Exercise aim:
Determine how many lines of the data below contain the string "head", treating uppercase and lowercase letters as distinct, and reply with that number alone.

Data for this exercise:
◇ ◇ ◇ ◇ ◇

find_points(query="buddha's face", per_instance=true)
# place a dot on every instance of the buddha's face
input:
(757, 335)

◇ ◇ ◇ ◇ ◇

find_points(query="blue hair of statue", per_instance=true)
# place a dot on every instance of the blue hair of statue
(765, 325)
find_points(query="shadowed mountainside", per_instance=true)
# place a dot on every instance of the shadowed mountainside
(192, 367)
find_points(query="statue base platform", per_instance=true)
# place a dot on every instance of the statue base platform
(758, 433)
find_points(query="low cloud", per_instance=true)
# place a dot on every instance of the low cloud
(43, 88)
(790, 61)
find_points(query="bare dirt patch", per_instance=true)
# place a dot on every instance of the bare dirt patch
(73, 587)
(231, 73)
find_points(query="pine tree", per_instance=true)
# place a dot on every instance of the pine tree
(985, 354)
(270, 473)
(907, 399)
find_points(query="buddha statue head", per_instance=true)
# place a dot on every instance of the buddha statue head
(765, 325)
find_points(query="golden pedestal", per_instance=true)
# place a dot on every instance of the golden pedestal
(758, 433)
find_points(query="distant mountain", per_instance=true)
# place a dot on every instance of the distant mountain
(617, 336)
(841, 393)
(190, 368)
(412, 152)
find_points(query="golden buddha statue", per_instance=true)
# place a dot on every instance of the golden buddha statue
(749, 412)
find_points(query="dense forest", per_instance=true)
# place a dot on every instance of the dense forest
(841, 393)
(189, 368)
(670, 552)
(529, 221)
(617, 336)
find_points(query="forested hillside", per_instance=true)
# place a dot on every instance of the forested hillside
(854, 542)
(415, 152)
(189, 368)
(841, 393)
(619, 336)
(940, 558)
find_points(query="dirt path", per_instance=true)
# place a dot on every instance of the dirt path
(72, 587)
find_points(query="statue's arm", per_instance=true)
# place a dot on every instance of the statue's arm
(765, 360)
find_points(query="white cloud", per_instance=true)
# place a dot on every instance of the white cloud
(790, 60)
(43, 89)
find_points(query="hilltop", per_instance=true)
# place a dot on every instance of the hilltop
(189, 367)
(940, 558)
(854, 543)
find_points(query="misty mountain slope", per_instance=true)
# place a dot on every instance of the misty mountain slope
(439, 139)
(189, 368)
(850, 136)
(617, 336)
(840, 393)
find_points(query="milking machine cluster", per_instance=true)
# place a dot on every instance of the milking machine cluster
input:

◇ ◇ ◇ ◇ ◇

Complete answer:
2